* TRY IT *
Establish how many lines in the records below include the word "stone"; respond with that number only.
########
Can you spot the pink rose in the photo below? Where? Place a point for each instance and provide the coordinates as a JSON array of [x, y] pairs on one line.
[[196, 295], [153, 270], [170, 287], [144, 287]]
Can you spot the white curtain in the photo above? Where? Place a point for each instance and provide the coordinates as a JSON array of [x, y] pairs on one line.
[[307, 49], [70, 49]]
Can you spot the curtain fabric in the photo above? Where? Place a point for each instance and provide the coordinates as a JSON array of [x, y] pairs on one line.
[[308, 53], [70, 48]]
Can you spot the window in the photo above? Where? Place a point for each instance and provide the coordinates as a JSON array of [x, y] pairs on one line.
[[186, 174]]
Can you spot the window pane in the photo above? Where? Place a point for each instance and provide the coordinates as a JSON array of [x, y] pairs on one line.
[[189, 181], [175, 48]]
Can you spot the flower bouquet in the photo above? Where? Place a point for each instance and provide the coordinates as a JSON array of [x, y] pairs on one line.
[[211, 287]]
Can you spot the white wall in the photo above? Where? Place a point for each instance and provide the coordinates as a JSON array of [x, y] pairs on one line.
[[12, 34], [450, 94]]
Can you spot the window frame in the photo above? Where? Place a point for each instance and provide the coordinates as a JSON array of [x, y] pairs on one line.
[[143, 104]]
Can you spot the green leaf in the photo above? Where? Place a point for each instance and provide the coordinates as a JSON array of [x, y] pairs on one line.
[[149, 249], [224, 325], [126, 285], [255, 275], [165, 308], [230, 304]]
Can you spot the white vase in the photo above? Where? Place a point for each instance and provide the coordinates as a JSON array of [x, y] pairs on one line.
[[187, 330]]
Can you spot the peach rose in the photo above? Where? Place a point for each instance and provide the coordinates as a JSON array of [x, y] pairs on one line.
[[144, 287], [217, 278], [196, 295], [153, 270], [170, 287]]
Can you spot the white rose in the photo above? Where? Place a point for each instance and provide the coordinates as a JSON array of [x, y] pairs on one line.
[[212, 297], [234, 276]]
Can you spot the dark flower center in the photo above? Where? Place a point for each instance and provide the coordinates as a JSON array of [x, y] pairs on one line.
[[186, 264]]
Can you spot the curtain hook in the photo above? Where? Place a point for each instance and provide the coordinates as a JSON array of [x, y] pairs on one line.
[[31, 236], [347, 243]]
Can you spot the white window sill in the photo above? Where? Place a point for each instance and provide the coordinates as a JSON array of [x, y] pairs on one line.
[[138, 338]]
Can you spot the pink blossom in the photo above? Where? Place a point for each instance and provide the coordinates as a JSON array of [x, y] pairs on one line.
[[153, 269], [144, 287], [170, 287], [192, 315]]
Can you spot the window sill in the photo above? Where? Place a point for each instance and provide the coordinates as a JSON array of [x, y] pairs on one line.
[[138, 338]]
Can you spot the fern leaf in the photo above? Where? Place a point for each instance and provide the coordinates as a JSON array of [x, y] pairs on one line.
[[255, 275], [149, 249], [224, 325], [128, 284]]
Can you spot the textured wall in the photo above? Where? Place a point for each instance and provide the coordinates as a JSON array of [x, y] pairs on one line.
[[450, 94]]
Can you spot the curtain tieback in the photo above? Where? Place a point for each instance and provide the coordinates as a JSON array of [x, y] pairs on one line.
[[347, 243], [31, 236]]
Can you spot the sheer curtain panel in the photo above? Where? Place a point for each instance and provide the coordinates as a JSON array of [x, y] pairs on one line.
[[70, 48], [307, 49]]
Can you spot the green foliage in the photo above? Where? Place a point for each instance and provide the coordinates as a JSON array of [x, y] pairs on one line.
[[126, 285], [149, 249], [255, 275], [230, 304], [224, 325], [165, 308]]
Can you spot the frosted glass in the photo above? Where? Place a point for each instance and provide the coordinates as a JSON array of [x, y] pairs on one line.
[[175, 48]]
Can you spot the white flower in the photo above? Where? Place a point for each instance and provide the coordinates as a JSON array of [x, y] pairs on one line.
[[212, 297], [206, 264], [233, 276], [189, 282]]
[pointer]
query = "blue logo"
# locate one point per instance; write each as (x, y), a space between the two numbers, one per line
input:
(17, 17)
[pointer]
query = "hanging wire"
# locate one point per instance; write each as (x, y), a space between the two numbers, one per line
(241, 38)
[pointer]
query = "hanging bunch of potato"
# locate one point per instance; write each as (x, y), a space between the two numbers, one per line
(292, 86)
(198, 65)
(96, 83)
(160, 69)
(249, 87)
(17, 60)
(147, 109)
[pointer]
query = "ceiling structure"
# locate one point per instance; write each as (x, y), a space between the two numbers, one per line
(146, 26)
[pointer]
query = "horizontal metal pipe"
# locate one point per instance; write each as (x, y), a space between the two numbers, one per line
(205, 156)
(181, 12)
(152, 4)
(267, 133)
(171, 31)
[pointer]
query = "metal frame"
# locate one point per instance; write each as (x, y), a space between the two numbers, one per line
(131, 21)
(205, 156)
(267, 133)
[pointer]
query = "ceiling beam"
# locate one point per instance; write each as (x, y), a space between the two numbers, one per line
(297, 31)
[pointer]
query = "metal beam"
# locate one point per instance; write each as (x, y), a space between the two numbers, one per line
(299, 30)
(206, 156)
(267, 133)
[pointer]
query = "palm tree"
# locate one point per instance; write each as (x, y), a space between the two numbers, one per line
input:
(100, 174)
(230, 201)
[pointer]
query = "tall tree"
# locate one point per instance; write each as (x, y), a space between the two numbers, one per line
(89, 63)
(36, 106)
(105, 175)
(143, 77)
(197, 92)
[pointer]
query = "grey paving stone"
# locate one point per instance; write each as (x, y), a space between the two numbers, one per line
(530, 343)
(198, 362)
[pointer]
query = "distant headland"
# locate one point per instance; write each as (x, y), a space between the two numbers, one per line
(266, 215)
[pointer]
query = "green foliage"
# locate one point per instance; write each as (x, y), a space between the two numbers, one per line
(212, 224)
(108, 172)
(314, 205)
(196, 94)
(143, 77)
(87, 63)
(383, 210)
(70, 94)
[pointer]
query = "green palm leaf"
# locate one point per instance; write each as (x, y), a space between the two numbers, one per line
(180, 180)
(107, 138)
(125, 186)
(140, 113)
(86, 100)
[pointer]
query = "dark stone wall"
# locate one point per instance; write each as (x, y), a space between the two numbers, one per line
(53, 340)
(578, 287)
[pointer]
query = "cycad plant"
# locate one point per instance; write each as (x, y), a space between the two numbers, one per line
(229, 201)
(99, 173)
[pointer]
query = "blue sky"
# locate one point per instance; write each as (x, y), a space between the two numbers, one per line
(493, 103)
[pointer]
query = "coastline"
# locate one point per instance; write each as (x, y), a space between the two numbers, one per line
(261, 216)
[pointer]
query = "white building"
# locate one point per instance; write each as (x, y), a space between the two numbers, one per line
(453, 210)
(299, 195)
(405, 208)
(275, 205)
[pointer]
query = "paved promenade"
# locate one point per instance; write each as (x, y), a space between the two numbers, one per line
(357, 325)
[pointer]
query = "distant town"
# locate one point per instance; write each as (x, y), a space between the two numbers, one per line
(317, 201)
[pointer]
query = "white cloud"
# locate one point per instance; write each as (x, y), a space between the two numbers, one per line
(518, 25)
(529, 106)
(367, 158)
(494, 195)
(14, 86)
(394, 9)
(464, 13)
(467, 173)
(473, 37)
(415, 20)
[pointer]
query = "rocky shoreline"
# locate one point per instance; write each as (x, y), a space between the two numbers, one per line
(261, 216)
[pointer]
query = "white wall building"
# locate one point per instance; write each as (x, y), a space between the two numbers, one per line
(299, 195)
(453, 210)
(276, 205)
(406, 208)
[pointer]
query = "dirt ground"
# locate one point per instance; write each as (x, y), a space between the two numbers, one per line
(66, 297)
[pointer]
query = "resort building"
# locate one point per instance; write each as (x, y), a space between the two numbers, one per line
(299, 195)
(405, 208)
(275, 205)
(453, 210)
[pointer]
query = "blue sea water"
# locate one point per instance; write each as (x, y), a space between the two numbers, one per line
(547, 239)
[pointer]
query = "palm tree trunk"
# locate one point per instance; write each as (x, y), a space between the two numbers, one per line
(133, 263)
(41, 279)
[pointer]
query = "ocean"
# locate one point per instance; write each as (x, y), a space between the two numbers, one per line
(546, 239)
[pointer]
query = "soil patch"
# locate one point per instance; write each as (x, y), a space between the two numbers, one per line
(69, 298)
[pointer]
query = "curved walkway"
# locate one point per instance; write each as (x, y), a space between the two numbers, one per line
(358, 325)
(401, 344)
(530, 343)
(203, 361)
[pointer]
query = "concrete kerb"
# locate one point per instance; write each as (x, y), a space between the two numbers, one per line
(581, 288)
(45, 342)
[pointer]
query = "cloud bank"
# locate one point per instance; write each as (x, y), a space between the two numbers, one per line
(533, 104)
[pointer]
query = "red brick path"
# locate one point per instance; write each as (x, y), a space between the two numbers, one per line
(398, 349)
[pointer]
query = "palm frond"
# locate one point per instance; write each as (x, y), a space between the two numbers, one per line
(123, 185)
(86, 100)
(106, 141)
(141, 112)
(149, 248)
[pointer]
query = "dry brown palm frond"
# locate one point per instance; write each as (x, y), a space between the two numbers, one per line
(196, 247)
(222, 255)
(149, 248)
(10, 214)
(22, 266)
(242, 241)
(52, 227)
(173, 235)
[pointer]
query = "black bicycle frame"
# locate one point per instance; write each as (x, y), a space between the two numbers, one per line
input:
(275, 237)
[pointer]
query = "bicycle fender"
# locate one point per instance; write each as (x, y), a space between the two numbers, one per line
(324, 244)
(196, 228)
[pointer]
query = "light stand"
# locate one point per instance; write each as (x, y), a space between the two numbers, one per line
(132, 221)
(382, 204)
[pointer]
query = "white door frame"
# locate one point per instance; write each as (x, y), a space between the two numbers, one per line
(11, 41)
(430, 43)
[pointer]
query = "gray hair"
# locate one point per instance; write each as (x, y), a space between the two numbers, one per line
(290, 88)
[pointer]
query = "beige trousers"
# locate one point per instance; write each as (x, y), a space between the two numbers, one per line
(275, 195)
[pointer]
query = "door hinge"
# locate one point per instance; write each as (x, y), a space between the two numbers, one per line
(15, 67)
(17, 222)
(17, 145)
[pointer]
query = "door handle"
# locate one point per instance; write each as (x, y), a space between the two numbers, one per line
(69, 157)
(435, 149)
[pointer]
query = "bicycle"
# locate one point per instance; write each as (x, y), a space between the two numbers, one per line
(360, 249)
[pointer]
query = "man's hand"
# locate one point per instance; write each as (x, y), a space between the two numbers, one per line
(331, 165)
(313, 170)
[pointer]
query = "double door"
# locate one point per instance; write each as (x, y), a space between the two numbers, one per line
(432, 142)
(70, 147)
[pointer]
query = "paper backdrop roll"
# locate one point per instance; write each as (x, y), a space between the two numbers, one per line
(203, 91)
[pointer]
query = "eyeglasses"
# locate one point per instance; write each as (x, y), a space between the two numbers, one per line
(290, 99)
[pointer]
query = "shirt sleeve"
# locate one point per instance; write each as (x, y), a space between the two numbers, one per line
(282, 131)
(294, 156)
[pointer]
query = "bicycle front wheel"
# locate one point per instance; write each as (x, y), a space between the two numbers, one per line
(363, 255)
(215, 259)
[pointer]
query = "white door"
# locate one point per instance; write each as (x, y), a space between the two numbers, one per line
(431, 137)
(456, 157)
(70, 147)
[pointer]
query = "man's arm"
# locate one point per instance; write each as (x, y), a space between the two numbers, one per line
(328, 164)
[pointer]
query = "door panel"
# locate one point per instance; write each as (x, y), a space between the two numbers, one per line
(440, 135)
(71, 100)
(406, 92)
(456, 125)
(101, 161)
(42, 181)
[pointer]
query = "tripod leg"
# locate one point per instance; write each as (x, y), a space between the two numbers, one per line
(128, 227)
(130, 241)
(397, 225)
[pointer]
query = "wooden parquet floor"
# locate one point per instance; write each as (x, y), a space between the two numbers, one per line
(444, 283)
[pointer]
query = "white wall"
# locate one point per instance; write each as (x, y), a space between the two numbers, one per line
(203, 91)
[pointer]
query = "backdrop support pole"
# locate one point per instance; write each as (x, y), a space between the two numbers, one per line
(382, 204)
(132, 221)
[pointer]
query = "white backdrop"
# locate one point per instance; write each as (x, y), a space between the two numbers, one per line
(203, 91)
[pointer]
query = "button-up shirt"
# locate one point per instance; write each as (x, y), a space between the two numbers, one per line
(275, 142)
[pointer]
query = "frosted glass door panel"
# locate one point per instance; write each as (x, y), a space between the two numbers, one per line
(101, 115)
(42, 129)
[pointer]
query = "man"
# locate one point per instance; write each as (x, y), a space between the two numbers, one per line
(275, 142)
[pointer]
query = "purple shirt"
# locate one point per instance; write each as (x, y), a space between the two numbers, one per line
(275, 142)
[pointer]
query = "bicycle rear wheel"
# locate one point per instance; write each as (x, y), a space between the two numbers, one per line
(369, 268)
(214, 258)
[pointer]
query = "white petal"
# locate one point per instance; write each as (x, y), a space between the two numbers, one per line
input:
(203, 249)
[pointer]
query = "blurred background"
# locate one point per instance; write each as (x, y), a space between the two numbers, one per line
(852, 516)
########
* ANSWER SPACE *
2